* Text extract:
# Specialized Hardrock Sport Womens vs. Scott Contessa 50



## mkiv808 (Jun 16, 2006)

Looking for something inexpensive for the lady.

http://specialized.com/bc/SBCBkModel.jsp?spid=12279

http://www.scottusa.com/product.php?UID=7872

Similar price tags. Which of these would be best? Or maybe there is a third option that could be suggested (MSRP of $400 or lower).

I'm leaning towards the Specialized.


----------



## Cate (Jul 11, 2006)

*Not an expert..*

but the Hardrock Sport for Women (Large- I am 5'7 and long in the legs) is what my husband just bought me, and so far I like it. I think it's a good beginner bike. It does not have disc brakes, but does have the ability for a later upgrade, if we ever want to do that. DH didn't want to spend a fortune on a bike for me, in case I didn't get hooked.


----------



## sunnyracegirl (Apr 11, 2004)

Which bike is better?

The one that is more comfortable.

If at all possible, have her test ride both bikes. Usually one bike will, for any number of intangible reasons, feel better than the other. If this is not possible... well, I'd lean towards the Specialized too. Their women's line is better than just about any out there. Another thought: Specialized Rockhopper Womens. A little lighter than the Hardrock, and a great trail bike. 

Disc brakes are really great if you are doing any shallow stream crossings. Otherwise, unless you just want the responsiveness and greater stopping power, V-brakes are certainly sufficient. 

-sunny


----------



## *rt* (Jan 15, 2004)

mkiv808 said:


> Looking for something inexpensive for the lady.
> 
> http://specialized.com/bc/SBCBkModel.jsp?spid=12279
> 
> ...


the one that fits would be best.

* Entries supplied:
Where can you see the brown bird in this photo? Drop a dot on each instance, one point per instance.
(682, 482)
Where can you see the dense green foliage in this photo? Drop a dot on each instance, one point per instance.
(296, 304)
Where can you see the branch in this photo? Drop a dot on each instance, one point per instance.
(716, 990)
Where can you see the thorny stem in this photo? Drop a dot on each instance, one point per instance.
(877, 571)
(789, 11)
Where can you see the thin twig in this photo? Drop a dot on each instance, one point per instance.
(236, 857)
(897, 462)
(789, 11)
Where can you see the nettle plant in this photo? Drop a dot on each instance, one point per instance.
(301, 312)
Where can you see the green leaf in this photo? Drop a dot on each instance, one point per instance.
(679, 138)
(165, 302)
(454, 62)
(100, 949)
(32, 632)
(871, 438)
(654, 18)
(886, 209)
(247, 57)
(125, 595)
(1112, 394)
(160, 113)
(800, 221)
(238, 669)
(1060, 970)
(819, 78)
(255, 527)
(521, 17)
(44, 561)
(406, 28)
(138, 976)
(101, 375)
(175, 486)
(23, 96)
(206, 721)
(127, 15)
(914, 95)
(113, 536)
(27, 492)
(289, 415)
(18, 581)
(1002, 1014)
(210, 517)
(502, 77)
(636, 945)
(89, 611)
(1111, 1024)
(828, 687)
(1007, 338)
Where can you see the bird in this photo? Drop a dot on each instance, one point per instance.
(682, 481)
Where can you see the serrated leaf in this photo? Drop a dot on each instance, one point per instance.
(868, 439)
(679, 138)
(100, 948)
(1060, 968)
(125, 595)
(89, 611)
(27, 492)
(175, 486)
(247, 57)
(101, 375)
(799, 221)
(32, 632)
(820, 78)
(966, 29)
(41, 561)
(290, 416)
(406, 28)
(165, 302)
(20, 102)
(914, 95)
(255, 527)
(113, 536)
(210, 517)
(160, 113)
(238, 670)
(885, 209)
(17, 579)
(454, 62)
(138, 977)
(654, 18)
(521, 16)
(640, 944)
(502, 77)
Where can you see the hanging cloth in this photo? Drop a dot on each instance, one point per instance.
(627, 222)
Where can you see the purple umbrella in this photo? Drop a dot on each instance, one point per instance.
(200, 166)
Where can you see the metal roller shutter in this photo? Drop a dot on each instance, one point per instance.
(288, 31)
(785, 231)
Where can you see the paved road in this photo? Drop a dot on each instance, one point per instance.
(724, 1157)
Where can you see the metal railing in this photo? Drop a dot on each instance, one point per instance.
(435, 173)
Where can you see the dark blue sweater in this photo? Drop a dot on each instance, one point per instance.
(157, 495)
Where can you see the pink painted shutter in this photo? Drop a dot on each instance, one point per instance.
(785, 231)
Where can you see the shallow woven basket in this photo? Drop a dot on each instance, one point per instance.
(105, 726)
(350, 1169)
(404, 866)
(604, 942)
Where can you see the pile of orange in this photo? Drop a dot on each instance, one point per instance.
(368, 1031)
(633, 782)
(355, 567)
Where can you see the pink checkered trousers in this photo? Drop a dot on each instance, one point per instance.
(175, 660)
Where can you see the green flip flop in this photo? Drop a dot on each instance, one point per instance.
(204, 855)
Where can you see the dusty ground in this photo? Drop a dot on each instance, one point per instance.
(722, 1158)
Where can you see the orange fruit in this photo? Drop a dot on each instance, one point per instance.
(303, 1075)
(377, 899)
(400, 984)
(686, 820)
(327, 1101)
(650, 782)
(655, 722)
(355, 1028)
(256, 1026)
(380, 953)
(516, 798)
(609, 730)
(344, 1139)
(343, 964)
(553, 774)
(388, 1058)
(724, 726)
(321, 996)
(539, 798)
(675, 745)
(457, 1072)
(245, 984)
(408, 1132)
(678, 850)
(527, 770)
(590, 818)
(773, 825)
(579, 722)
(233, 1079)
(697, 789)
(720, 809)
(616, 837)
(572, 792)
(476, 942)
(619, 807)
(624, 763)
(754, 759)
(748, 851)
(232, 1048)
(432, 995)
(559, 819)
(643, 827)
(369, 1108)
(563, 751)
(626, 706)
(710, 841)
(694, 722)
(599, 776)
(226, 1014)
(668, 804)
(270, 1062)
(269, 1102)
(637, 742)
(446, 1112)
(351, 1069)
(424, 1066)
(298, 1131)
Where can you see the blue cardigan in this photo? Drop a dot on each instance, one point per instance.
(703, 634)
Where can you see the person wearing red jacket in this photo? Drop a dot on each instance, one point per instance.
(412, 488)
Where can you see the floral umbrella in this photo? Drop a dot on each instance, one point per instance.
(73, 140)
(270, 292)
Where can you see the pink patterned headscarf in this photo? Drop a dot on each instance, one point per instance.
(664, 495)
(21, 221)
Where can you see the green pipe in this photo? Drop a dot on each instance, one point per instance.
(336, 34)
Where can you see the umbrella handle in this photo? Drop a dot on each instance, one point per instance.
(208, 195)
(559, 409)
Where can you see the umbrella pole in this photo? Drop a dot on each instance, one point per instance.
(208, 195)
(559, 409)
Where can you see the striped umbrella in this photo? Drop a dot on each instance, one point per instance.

* Exercises:
a – Answer each question about the thread comparing the Hardrock Sport and Contessa 50 on its own line, marked (i), (ii), (iii) to match.
(i) What maximum MSRP does the first post set for a third option?
(ii) What size of Hardrock Sport for Women does Cate ride, and what height does she give?
(iii) Which Specialized model is described as a little lighter than the Hardrock?
b – Write the next part of the thread comparing the Hardrock Sport and Contessa 50, following on from its final post.

* Outputs by task:
a –
(i) $400 or lower.
(ii) Large; she is 5'7.
(iii) The Specialized Rockhopper Womens.

b –
as sunnyracergirl suggested, take her into the shop and let her ride a bunch of bikes to see which SHE likes best and which SHE thinks is the most comfortable. doesn't really matter what WE think since none of us is going to be riding that bike.

also, take a look at the FAQs at the top of the page. you might find some good info there.

rt


----------



## mkiv808 (Jun 16, 2006)

sunnyracegirl said:


> Which bike is better?
> 
> The one that is more comfortable.
> 
> ...


I think v-brakes would be more than sufficient... don't really see her doing any stream crossings... and mostly riding on dry days.

And you're right, the fit is the most important. I think the spec on the Specialized is a little better than the Scott, but Scott's do have killer frames too. Specialized does seem to have an edge in women's market though.

I will take her down to a few LBS's to have her fitted.


----------



## racerzero (Jan 4, 2004)

*Low End Bike*

Get her whatever fits best or which ever has the best color she likes.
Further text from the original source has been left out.